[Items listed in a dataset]
** Begin **

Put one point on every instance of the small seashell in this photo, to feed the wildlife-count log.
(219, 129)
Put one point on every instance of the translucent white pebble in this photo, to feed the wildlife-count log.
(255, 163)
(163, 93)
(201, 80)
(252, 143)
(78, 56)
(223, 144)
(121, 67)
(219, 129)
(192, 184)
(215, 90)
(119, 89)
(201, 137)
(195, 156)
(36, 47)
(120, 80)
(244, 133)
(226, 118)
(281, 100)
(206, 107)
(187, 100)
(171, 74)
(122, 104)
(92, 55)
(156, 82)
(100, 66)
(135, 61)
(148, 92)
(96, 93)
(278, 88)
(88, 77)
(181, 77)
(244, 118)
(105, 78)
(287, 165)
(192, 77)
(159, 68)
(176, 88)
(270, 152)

** End **

--- Exercise objective ---
Repeat all of the records above word for word, in the same order.

--- Result of this exercise ---
Put one point on every instance of the small seashell in this photo, to feed the wildlife-count log.
(219, 129)
Put one point on every instance of the translucent white pebble in this photo, to feed the wildlife-count log.
(255, 163)
(163, 93)
(201, 80)
(252, 143)
(78, 56)
(223, 144)
(121, 67)
(219, 129)
(192, 184)
(215, 90)
(119, 89)
(201, 137)
(195, 156)
(36, 47)
(120, 80)
(244, 133)
(226, 118)
(281, 100)
(206, 107)
(187, 100)
(171, 74)
(122, 104)
(92, 55)
(156, 82)
(100, 66)
(135, 61)
(148, 92)
(96, 93)
(278, 88)
(88, 77)
(181, 77)
(244, 118)
(105, 78)
(287, 165)
(192, 77)
(159, 68)
(176, 88)
(270, 152)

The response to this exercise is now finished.